Supplied passage »
Report: Jobseekers with disabilities left out of Covid recovery plans

People with disabilities are being left out of both economic planning and financial support as Bangladesh builds back from Covid, according to a new report.

The Labour Market Assessment 2021 report, published by Inclusive Futures, highlights that Cottage, Micro, Small and Medium Sized Enterprises (CSMEs) are seen as central to the economic development of Bangladesh in the 8th Five-Year Plan. 

However, the draft SME policy (2019) makes no mention of disability either in terms of employment in SMEs or as potential job creators as entrepreneurs who start their own business, according to a press release issued on the report.

Amrita Rejina Rozario, country Director of the Sightsavers Bangladesh Office, said: “It’s critical that people with disabilities are not left out of plans to strengthen our economy. The value they can bring as jobseekers and entrepreneurs is immense. 

“Many already have the skills they need but are still finding barriers to joining the workforce. As our economy moves more towards digital and distance-based employment, there is no reason people with disabilities cannot be included,” she added.

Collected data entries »
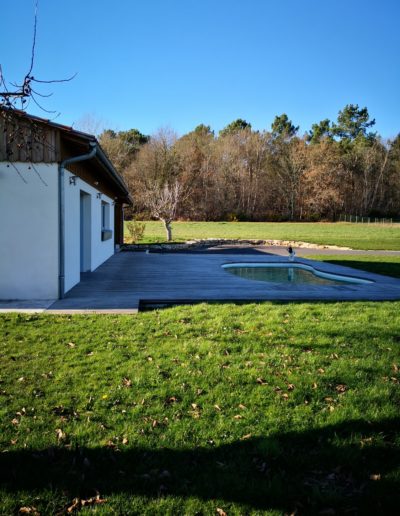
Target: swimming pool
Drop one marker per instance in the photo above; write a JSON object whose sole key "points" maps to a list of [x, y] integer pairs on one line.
{"points": [[289, 273]]}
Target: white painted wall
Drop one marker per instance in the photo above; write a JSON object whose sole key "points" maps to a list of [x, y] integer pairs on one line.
{"points": [[100, 250], [29, 263], [28, 231]]}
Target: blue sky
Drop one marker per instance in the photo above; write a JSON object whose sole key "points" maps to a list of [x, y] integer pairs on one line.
{"points": [[178, 63]]}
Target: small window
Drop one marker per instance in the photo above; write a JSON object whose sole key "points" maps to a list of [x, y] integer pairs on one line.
{"points": [[106, 232]]}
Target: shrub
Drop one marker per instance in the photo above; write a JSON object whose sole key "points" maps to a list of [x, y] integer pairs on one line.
{"points": [[135, 229]]}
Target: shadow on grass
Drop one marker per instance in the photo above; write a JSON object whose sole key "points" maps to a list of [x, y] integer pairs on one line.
{"points": [[349, 467], [385, 268]]}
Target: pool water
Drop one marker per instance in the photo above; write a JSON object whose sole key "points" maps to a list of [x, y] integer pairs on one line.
{"points": [[286, 273]]}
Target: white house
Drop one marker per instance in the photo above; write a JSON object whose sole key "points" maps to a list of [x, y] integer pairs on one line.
{"points": [[61, 207]]}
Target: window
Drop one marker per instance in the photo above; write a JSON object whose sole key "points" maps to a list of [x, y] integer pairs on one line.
{"points": [[106, 232]]}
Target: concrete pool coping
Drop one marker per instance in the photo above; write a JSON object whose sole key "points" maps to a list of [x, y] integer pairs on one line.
{"points": [[130, 280]]}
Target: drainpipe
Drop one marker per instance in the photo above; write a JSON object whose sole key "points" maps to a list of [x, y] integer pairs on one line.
{"points": [[61, 213]]}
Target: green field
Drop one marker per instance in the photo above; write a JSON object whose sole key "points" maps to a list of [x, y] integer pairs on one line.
{"points": [[387, 265], [208, 409], [355, 236]]}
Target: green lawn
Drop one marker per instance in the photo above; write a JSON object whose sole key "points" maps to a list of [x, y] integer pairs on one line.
{"points": [[243, 409], [355, 236], [387, 265]]}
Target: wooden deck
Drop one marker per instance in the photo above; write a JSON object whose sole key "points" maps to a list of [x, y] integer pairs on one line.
{"points": [[129, 279]]}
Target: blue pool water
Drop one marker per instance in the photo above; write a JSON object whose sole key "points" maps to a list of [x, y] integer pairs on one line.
{"points": [[293, 273]]}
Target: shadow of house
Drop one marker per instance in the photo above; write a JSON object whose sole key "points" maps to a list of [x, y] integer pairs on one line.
{"points": [[349, 468]]}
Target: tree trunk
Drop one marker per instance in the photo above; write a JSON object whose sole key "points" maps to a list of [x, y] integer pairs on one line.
{"points": [[168, 229]]}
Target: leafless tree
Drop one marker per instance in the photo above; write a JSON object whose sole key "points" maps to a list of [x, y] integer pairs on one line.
{"points": [[163, 201]]}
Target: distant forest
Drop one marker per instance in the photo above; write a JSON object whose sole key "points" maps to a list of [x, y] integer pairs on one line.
{"points": [[241, 174]]}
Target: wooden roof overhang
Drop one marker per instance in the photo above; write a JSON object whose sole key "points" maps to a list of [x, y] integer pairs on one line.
{"points": [[27, 138]]}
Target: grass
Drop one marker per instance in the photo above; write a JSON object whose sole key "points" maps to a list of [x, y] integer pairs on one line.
{"points": [[247, 409], [355, 236], [387, 265]]}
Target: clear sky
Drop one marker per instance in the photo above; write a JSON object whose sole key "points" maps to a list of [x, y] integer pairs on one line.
{"points": [[178, 63]]}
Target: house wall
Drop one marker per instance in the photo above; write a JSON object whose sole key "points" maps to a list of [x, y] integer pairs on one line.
{"points": [[28, 231], [99, 250]]}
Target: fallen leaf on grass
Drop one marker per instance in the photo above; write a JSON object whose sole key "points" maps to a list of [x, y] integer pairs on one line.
{"points": [[29, 510], [126, 382], [245, 437], [60, 434], [375, 476], [78, 503], [341, 388], [170, 400]]}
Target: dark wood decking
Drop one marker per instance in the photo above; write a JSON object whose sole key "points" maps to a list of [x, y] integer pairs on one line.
{"points": [[128, 278]]}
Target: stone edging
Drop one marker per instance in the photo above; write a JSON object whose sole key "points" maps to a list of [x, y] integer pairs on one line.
{"points": [[213, 242]]}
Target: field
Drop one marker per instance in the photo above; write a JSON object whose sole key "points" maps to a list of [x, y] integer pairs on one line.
{"points": [[355, 236], [247, 409], [387, 265], [263, 408]]}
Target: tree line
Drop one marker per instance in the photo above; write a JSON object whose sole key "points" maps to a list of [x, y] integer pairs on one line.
{"points": [[242, 174]]}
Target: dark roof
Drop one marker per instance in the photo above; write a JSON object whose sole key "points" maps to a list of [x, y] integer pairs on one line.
{"points": [[79, 142]]}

Work to complete »
A: Summarize the article on jobseekers with disabilities in Bangladesh in two sentences.
B: According to the article on jobseekers with disabilities, who published the Labour Market Assessment 2021 report?

Results for the exercise »
A: A new report, the Labour Market Assessment 2021 from Inclusive Futures, finds that people with disabilities are being left out of economic planning and financial support as Bangladesh recovers from Covid, noting that the draft SME policy (2019) never mentions disability even though the 8th Five-Year Plan treats small enterprises as central to development. Amrita Rejina Rozario of Sightsavers Bangladesh says people with disabilities bring great value as jobseekers and entrepreneurs and, with the economy shifting toward digital and distance-based work, there is no reason to exclude them.

B: Inclusive Futures published it.